## [Task prompt]
Copy each line of the records below that mentions the word "instance".
----- Source material -----
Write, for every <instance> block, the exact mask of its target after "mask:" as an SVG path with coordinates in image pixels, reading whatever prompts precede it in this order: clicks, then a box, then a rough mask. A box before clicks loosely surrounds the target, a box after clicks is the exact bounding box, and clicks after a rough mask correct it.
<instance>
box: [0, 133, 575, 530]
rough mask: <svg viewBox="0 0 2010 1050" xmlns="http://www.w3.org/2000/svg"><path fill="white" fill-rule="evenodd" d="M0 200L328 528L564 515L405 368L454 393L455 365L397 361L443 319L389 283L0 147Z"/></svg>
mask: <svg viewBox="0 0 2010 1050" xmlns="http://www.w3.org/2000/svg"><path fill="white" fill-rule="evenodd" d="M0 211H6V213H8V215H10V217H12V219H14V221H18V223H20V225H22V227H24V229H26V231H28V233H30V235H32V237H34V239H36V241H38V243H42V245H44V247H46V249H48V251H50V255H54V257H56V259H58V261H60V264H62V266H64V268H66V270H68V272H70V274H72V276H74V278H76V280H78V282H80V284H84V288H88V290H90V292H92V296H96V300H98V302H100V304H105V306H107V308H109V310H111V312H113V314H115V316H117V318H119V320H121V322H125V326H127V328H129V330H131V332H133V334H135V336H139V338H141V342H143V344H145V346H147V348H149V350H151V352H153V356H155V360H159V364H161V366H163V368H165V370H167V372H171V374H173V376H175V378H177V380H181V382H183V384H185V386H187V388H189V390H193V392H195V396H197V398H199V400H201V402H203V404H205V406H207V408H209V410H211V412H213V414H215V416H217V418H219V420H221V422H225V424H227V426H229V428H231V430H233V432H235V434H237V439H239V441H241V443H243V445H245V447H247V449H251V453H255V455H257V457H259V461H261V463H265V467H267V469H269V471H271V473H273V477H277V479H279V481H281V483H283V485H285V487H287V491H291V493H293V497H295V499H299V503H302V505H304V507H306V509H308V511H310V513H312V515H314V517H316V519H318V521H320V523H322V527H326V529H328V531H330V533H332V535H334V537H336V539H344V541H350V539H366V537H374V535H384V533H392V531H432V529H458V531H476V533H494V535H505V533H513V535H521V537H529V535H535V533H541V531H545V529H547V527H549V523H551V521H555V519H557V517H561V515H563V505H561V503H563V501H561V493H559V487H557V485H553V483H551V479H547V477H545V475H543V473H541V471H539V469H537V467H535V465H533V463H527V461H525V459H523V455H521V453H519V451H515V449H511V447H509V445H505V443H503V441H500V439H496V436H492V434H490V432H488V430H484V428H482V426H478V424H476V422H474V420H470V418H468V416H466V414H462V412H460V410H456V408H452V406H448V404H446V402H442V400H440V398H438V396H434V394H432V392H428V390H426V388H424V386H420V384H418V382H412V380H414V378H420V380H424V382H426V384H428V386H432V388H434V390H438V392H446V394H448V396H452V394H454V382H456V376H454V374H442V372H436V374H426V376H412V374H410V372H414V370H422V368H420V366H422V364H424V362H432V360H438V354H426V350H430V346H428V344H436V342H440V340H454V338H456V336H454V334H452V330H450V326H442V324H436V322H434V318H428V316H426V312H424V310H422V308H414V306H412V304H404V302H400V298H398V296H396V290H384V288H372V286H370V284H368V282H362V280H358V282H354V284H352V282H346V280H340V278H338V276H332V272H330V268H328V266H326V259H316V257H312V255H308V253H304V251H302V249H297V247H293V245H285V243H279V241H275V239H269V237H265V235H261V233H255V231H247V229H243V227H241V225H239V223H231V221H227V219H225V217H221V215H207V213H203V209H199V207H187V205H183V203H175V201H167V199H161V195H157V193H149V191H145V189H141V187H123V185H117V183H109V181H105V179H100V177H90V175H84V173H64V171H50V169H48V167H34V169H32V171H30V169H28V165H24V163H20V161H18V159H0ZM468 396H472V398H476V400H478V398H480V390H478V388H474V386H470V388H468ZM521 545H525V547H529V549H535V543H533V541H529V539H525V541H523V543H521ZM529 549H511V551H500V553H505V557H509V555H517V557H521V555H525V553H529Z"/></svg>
-----
## [Your response]
Write, for every <instance> block, the exact mask of its target after "mask:" as an SVG path with coordinates in image pixels, reading whatever prompts precede it in this order: clicks, then a box, then a rough mask. A box before clicks loosely surrounds the target, a box after clicks is the exact bounding box, and clicks after a rough mask correct it.
<instance>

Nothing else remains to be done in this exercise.